* **Tujuan Tugas 1**
Menurut kutipan sumber tentang keteladanan hidup pelayan Tuhan, apa yang perlu mengimbangi pelayanan yang efektif?
* **Tujuan Tugas 2**
Hitunglah jumlah baris dalam catatan yang memuat kata "jacket". Tuliskan angkanya saja.

Keteladanan hidup dari seoang pelayan Tuhan lebih mudah diterima dan tertanam dengan kuat dari pada sekedar untaian kata-kata, sehingga kualitas pribadi Hamba Tuhan merupakan komponen yang sangat penting dalam sebuah pelayanan gerejawi.  Sikap, paradigma, dan prilaku  menjadi unsur yang mempengaruhi dalam profesionalisme pelayanan seorang Hamba Tuhan karena hal ini akan turut menentukan arah pelayanan gereja karena menjadi pelayan tidak cukup dengan pengetahuan saja, melainkan harus memiliki pola hidup yang baik dan dewasa. Seseorang dikatakan sebagai Hamba Tuhan tidak cukup dengan hanya tahu sesuatu materi yang hendak diajarkan tetapi pertama kali ia harus merupakan seseorang yang memang memiliki kepribadian seorang Hamba dengan segala cirri dan tingkat kedewasaannya.       

Pelayanan yang efektif perlu diimbangi dengan contoh-contoh perilaku dan spiritualitas yang baik. Sebuah pengajaran dan pemahaman terhadap nilai-nilai yang terkandung pada berbagai disiplin ilmu pengetahuan jika dibarengi dengan keteladanan hidup dari seorang pelayan lebih signifikan dalam mengembang tumbuhkan sikap mental pada diri jemaat.

* **Data Masukan**
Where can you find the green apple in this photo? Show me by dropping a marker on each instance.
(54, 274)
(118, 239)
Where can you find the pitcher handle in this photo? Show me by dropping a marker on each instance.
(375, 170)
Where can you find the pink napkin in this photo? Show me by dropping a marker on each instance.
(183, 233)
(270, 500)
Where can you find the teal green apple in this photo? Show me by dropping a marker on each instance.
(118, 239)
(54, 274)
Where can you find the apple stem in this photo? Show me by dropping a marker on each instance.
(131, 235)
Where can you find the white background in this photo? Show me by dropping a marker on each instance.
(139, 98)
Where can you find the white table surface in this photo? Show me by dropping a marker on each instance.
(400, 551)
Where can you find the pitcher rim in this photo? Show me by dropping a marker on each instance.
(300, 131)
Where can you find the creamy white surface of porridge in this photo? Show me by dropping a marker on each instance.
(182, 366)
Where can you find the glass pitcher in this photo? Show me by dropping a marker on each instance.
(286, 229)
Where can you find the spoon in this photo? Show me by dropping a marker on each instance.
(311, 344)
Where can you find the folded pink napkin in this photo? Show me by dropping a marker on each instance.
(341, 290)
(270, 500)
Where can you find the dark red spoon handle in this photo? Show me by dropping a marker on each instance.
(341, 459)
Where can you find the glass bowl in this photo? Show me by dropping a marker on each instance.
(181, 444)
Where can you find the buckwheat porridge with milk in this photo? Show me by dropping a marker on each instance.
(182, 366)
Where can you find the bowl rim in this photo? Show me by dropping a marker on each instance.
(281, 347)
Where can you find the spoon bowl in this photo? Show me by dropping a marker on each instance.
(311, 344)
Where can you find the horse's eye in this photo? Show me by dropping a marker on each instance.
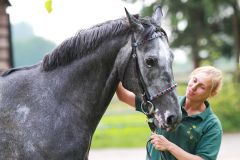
(151, 62)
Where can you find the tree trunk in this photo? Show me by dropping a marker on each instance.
(236, 34)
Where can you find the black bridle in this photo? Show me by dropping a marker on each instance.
(147, 98)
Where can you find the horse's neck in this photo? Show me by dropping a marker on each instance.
(91, 81)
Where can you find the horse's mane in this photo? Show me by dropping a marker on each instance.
(83, 42)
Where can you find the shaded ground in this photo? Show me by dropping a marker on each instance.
(229, 151)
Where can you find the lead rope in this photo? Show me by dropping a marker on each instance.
(152, 127)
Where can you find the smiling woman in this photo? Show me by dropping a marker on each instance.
(199, 134)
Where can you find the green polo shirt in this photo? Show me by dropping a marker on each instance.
(199, 134)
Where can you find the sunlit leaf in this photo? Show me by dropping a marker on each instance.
(48, 5)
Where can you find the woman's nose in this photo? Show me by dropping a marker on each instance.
(194, 87)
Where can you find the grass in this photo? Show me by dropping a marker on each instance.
(122, 126)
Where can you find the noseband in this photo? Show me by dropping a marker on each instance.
(147, 98)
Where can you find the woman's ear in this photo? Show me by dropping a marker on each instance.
(213, 93)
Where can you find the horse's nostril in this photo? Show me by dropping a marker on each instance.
(171, 119)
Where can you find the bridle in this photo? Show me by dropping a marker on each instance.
(146, 96)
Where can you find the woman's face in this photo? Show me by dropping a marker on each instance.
(199, 87)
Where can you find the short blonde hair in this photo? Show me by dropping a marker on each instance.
(214, 73)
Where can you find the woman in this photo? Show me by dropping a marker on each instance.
(199, 134)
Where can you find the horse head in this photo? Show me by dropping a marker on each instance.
(147, 70)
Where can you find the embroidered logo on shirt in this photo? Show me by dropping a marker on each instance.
(190, 130)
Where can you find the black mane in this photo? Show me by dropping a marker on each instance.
(83, 42)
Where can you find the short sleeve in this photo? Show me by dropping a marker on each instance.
(138, 102)
(209, 144)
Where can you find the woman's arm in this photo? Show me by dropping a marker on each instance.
(125, 95)
(161, 143)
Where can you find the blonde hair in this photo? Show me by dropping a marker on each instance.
(215, 74)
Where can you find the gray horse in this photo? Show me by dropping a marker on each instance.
(50, 111)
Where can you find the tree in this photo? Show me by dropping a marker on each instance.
(28, 49)
(210, 29)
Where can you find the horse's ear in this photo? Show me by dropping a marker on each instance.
(134, 22)
(157, 15)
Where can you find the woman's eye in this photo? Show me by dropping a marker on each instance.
(151, 62)
(194, 80)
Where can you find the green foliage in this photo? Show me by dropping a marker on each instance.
(121, 126)
(28, 49)
(210, 27)
(226, 105)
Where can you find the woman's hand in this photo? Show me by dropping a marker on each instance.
(160, 142)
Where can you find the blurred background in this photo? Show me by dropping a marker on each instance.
(200, 33)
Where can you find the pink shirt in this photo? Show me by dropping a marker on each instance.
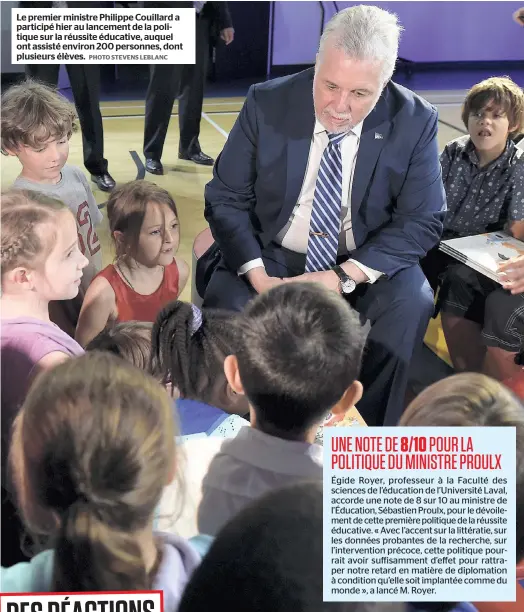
(24, 342)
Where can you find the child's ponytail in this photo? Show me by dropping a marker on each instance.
(91, 555)
(189, 347)
(89, 470)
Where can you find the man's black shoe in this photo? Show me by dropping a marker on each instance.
(199, 158)
(104, 182)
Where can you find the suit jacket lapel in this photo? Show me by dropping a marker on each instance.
(375, 132)
(299, 125)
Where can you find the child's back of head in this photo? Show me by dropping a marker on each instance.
(189, 349)
(474, 400)
(130, 340)
(89, 470)
(299, 355)
(269, 557)
(500, 95)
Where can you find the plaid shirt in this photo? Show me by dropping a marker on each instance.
(481, 199)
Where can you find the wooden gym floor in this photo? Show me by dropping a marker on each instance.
(123, 134)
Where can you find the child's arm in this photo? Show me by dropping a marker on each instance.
(51, 360)
(515, 204)
(98, 307)
(183, 274)
(445, 163)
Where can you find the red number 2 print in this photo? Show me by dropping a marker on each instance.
(83, 217)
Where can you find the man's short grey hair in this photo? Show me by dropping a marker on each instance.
(365, 33)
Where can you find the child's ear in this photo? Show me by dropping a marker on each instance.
(118, 236)
(22, 277)
(233, 375)
(352, 395)
(236, 402)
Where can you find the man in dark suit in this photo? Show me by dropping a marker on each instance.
(85, 83)
(167, 81)
(332, 175)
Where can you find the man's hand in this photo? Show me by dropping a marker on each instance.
(511, 274)
(260, 281)
(329, 279)
(227, 35)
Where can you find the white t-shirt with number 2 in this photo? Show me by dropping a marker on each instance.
(74, 191)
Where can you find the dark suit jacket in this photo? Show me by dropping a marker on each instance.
(217, 12)
(397, 200)
(72, 4)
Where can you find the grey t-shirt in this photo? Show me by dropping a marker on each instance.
(74, 191)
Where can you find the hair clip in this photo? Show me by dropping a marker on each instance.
(196, 324)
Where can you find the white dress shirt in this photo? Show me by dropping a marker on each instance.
(295, 234)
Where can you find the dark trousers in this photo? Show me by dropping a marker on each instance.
(85, 83)
(399, 310)
(165, 84)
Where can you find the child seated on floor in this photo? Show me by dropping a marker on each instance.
(474, 400)
(483, 176)
(89, 471)
(147, 274)
(298, 357)
(268, 558)
(132, 342)
(36, 125)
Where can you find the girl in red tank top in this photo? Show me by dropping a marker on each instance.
(146, 275)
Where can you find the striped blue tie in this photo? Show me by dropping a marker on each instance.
(324, 229)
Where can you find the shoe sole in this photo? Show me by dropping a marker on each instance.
(157, 172)
(103, 188)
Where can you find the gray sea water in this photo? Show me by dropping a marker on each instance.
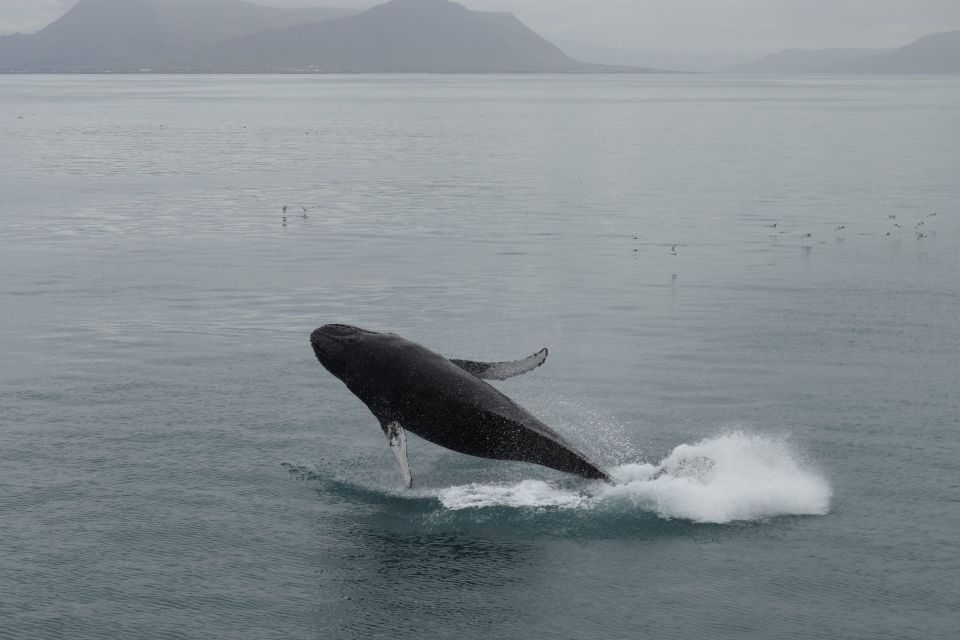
(174, 463)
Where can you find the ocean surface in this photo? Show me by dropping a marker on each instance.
(175, 463)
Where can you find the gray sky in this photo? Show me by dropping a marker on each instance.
(695, 26)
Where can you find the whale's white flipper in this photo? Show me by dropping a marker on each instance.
(502, 370)
(398, 444)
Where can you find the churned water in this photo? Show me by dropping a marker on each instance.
(174, 463)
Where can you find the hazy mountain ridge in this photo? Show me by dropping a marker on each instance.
(128, 35)
(238, 36)
(935, 53)
(402, 35)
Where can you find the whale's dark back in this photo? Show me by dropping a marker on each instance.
(400, 380)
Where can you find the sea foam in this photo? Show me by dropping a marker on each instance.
(735, 476)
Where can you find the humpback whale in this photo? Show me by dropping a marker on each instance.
(448, 402)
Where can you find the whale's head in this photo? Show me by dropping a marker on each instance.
(337, 346)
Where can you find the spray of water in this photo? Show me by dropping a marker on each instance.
(735, 476)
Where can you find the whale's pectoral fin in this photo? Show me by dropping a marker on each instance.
(397, 438)
(502, 370)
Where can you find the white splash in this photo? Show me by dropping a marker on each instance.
(736, 476)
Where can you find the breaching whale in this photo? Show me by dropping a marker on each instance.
(407, 387)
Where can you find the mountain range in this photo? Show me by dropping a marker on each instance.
(935, 53)
(238, 36)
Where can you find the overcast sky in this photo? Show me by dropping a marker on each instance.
(694, 26)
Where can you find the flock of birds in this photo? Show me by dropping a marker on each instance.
(919, 229)
(283, 210)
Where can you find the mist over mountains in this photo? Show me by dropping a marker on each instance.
(238, 36)
(935, 53)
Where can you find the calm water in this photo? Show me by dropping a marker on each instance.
(174, 463)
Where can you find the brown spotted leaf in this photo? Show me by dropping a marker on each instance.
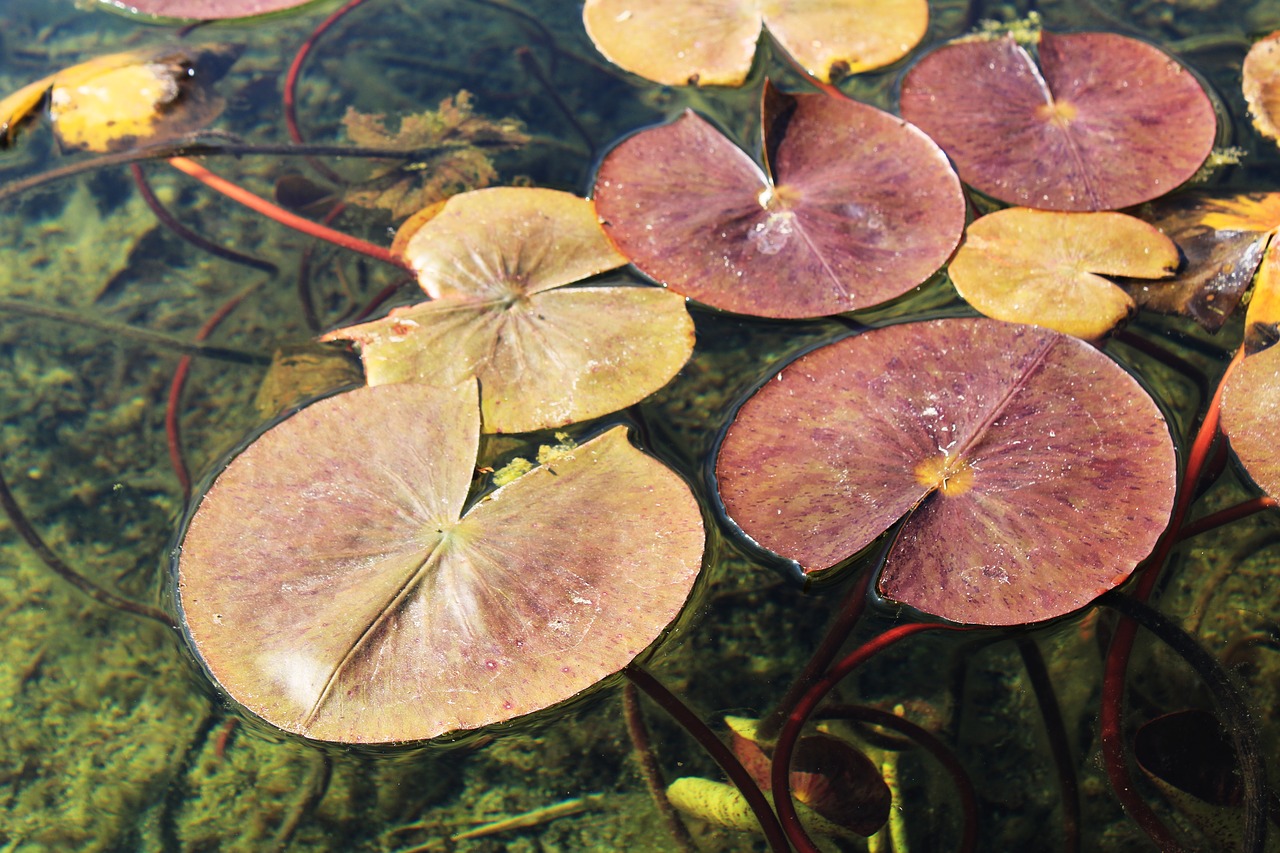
(1102, 122)
(1036, 471)
(334, 583)
(1047, 267)
(711, 42)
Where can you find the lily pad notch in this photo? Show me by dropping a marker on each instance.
(1034, 471)
(334, 582)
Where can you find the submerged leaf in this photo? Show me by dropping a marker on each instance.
(1221, 241)
(334, 584)
(711, 42)
(1047, 268)
(1102, 122)
(1036, 471)
(545, 355)
(858, 208)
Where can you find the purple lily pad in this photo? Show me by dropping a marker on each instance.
(1037, 473)
(858, 208)
(204, 9)
(334, 582)
(1104, 122)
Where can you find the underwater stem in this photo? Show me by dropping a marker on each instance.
(282, 215)
(97, 593)
(717, 749)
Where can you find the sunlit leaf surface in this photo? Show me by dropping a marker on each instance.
(1221, 241)
(1261, 85)
(1047, 267)
(713, 41)
(1102, 122)
(1037, 473)
(545, 355)
(202, 9)
(334, 583)
(859, 209)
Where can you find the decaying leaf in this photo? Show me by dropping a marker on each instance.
(1221, 241)
(1261, 85)
(1047, 267)
(497, 263)
(453, 149)
(115, 101)
(711, 42)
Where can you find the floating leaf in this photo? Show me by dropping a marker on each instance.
(1047, 268)
(19, 108)
(1104, 122)
(1261, 85)
(1221, 241)
(545, 355)
(1251, 416)
(334, 584)
(1036, 471)
(711, 42)
(859, 209)
(456, 154)
(202, 9)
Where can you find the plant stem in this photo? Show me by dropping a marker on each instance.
(97, 593)
(717, 749)
(283, 217)
(132, 332)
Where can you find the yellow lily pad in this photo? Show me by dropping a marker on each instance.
(711, 42)
(497, 260)
(1047, 268)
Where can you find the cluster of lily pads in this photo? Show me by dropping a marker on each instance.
(353, 574)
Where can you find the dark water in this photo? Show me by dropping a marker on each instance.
(110, 735)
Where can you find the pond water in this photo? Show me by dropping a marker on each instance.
(112, 737)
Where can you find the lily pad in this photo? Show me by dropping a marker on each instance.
(202, 9)
(711, 42)
(1047, 268)
(334, 583)
(1102, 122)
(1221, 240)
(1034, 470)
(1261, 85)
(112, 103)
(497, 263)
(856, 208)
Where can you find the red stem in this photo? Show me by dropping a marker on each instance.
(291, 85)
(172, 423)
(283, 217)
(1242, 510)
(1111, 711)
(781, 770)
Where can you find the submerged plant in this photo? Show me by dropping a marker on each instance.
(360, 573)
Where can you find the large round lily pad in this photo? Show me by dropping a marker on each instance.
(336, 584)
(1047, 267)
(1037, 473)
(498, 263)
(856, 208)
(713, 41)
(1102, 122)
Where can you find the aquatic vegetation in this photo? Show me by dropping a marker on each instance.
(897, 515)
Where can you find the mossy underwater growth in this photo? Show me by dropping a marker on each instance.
(112, 737)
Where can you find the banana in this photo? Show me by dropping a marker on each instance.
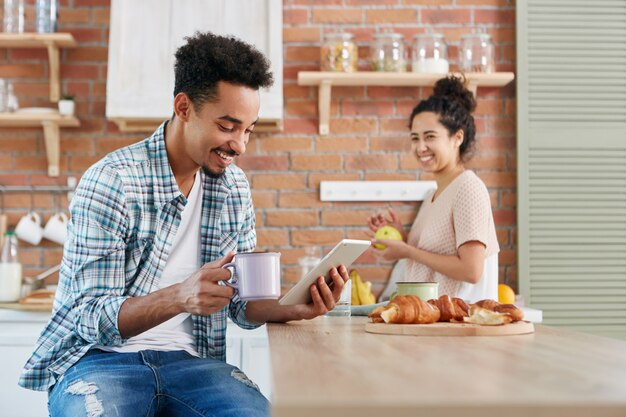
(356, 283)
(366, 296)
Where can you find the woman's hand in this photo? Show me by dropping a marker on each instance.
(394, 250)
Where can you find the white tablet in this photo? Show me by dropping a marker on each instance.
(344, 253)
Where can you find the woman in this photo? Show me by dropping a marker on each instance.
(453, 239)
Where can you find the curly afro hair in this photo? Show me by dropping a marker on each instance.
(207, 58)
(454, 104)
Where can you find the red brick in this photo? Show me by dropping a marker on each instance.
(316, 237)
(15, 143)
(22, 71)
(367, 108)
(77, 144)
(302, 108)
(79, 71)
(315, 162)
(446, 16)
(301, 35)
(505, 217)
(292, 218)
(337, 15)
(285, 144)
(302, 53)
(316, 178)
(301, 126)
(263, 163)
(288, 181)
(483, 161)
(263, 199)
(353, 126)
(295, 16)
(100, 17)
(298, 199)
(371, 162)
(318, 2)
(409, 162)
(427, 2)
(396, 92)
(88, 53)
(397, 15)
(499, 16)
(82, 163)
(345, 217)
(339, 144)
(391, 143)
(353, 93)
(394, 126)
(269, 238)
(371, 2)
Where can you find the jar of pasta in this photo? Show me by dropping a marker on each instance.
(430, 53)
(339, 52)
(477, 53)
(388, 52)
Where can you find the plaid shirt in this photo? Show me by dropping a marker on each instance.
(124, 216)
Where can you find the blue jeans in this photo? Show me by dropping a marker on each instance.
(154, 383)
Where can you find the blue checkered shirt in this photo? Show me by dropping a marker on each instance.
(124, 216)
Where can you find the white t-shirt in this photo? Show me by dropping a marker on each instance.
(183, 260)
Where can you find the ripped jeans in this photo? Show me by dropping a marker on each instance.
(154, 383)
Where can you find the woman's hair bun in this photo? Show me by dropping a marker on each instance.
(453, 89)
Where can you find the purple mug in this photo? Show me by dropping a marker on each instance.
(256, 275)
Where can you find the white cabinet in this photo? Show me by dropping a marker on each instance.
(246, 349)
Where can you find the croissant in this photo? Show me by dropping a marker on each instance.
(450, 308)
(406, 309)
(511, 310)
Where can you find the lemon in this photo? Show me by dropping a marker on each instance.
(506, 295)
(386, 232)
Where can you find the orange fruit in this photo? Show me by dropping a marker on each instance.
(506, 295)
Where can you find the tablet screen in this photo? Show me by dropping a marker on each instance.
(344, 253)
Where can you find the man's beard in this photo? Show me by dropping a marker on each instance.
(212, 174)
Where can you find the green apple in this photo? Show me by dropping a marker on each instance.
(386, 232)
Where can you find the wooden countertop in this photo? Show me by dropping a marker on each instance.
(331, 367)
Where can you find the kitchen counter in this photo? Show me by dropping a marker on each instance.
(330, 367)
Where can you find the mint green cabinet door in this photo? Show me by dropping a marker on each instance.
(571, 89)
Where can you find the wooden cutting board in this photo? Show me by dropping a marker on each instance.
(451, 329)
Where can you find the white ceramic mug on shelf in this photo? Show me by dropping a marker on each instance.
(29, 228)
(56, 228)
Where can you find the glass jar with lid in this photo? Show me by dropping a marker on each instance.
(388, 52)
(339, 53)
(477, 53)
(430, 53)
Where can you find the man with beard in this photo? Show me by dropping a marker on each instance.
(139, 319)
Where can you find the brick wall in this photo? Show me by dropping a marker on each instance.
(368, 139)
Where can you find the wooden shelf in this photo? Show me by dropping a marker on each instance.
(149, 125)
(52, 42)
(51, 123)
(325, 81)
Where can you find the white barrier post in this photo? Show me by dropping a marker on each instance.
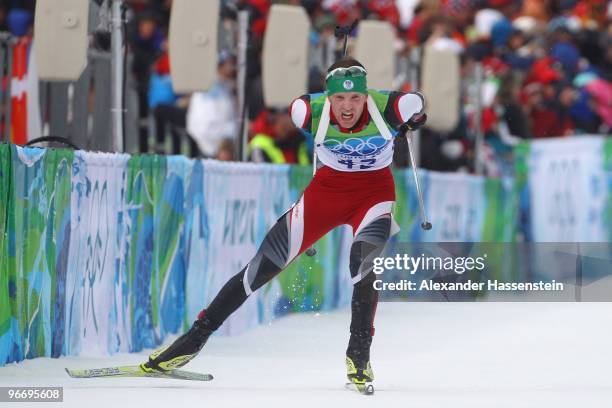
(117, 73)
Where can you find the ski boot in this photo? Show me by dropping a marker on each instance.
(183, 350)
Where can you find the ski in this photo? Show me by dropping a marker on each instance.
(365, 388)
(137, 371)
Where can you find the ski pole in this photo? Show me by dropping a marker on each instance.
(338, 32)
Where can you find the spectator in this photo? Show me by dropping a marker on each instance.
(278, 141)
(211, 116)
(169, 110)
(146, 42)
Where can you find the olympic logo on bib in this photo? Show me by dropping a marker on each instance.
(357, 146)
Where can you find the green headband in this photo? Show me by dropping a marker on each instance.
(347, 84)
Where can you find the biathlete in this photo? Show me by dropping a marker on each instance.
(353, 129)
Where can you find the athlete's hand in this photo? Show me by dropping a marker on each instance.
(415, 122)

* **Hasil Tugas 1**
Contoh-contoh perilaku dan spiritualitas yang baik.

* **Hasil Tugas 2**
2